**Instructions to follow**
Copy, word for word, the part of the Vancouver Symptom Score abstract that begins with the words containing "Children's Medical Center, Dallas, TX, USA." and ends with "correlations were performed.".

**Selected passage**
■ ■ ■
Children's Medical Center, Dallas, TX, USA.
Introduction: The Vancouver Symptom Score (VSS) has been validated to diagnose Bowel and Bladder Dysfunction (BBD).[Ashfar et al, 2009] However, it has not been validated to measure response to therapy. We analyzed these parameters.
Methods: Patients referred to a pediatric urology BBD specialty clinic completed the VSS at their initial and follow up visits. Treatment consisted of patient education, timed voiding, and bowel therapy on the initial visit, with anticholinergic therapy given at follow up when symptoms persisted. Patients with any daytime lower urinary tract symptoms (LUTS) were included. Item Response Theory (IRT) analysis, and Crohnbach and Spearman’s correlations were performed.
Results: 291 pts (F=192, mean age = 8.03, SD 3.17) had initial and follow up mean VSS scores of 18.8 (SD 7.2) and 13.6 (SD 7.0) out of 52, respectively. The VVS scale demonstrated significant symptom improvement at follow-up (p<0.0001). Pre and post-therapy measurements showed a high degree of internal consistency (alpha = 0.62 and 0.7, respectively), demonstrating a high degree of validity and the ability to discriminate patients before and after therapy with the VVS.
■ ■ ■
**Records supplied**
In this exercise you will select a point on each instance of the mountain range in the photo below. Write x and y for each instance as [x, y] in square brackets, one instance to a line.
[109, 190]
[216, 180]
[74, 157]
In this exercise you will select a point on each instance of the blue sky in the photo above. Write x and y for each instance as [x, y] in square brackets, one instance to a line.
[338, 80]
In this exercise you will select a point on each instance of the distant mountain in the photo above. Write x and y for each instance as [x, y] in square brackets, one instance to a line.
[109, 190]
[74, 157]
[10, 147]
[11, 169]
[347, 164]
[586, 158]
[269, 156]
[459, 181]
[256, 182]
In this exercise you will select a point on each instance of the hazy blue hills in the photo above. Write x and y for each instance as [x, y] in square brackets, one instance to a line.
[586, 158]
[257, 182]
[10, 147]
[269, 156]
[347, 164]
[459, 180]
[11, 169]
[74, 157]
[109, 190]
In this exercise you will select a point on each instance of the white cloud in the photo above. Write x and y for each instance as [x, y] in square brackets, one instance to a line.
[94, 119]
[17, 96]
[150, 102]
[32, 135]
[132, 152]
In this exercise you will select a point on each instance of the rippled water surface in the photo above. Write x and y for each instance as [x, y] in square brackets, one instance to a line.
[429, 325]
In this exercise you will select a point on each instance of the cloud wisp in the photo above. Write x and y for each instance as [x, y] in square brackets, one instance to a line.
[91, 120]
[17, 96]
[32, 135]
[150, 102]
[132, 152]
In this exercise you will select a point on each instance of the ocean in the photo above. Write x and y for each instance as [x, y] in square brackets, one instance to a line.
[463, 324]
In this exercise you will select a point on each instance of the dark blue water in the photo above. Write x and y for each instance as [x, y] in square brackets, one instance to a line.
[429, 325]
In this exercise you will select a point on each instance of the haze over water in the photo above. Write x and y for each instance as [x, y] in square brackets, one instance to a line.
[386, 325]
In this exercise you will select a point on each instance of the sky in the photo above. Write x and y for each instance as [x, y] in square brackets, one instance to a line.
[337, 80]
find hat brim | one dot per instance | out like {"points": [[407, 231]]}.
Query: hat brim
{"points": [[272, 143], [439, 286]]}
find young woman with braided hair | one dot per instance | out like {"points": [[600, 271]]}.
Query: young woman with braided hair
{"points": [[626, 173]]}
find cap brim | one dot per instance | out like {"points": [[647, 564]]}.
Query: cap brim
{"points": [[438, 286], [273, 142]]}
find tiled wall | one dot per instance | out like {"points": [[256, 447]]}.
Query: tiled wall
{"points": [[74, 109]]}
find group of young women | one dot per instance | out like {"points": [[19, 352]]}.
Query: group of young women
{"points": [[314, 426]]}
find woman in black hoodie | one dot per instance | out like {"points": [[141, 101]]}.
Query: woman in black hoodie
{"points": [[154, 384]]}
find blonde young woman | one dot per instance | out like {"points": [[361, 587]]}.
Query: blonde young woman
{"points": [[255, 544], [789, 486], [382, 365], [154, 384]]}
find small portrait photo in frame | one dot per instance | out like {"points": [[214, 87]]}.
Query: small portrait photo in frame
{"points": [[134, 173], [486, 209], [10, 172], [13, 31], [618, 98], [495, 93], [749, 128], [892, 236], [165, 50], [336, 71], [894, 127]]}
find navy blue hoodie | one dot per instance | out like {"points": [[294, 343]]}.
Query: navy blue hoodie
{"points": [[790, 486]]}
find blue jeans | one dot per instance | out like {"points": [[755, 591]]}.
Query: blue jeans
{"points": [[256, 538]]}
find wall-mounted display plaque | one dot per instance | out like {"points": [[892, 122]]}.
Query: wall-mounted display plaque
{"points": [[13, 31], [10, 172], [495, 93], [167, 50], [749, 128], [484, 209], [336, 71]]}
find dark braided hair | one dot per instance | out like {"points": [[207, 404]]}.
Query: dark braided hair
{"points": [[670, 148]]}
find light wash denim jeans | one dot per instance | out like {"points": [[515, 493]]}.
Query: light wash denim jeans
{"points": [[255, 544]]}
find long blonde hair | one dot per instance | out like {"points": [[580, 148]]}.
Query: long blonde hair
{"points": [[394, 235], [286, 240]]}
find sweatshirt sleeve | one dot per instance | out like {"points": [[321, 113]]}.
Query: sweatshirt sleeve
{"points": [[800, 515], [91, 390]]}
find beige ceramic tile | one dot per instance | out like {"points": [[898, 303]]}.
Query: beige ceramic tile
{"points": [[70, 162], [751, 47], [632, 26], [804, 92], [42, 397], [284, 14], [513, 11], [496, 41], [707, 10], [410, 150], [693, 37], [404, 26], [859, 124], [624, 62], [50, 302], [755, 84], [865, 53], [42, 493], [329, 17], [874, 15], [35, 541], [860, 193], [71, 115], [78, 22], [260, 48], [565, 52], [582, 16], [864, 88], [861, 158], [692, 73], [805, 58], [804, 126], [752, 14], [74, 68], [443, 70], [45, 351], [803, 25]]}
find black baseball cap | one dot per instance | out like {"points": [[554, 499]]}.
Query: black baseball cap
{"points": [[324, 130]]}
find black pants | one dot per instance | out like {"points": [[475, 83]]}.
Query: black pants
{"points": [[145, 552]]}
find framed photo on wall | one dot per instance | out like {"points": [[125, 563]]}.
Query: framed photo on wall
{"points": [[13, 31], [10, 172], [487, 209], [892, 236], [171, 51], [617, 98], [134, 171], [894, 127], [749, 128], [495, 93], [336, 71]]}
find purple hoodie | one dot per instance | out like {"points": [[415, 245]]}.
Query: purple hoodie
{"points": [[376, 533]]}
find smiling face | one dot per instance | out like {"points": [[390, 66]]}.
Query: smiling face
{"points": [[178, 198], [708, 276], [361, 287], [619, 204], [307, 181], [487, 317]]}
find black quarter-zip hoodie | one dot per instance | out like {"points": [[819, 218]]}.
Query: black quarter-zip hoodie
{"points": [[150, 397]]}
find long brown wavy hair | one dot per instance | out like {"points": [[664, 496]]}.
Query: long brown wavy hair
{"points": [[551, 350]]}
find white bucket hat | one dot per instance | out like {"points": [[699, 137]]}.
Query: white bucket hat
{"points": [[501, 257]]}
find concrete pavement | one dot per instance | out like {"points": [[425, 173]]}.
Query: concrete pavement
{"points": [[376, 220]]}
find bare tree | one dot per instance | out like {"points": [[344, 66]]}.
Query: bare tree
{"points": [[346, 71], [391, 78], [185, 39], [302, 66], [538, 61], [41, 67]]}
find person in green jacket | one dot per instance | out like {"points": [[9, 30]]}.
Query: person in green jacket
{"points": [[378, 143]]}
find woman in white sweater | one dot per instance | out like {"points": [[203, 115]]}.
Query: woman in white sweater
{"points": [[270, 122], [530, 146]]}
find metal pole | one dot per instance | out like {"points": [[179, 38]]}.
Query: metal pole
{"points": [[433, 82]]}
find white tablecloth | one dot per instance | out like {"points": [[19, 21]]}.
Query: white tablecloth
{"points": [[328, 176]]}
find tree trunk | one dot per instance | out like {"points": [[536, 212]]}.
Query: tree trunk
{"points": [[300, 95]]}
■ ■ ■
**Solution for this exercise**
Children's Medical Center, Dallas, TX, USA.
Introduction: The Vancouver Symptom Score (VSS) has been validated to diagnose Bowel and Bladder Dysfunction (BBD).[Ashfar et al, 2009] However, it has not been validated to measure response to therapy. We analyzed these parameters.
Methods: Patients referred to a pediatric urology BBD specialty clinic completed the VSS at their initial and follow up visits. Treatment consisted of patient education, timed voiding, and bowel therapy on the initial visit, with anticholinergic therapy given at follow up when symptoms persisted. Patients with any daytime lower urinary tract symptoms (LUTS) were included. Item Response Theory (IRT) analysis, and Crohnbach and Spearman’s correlations were performed.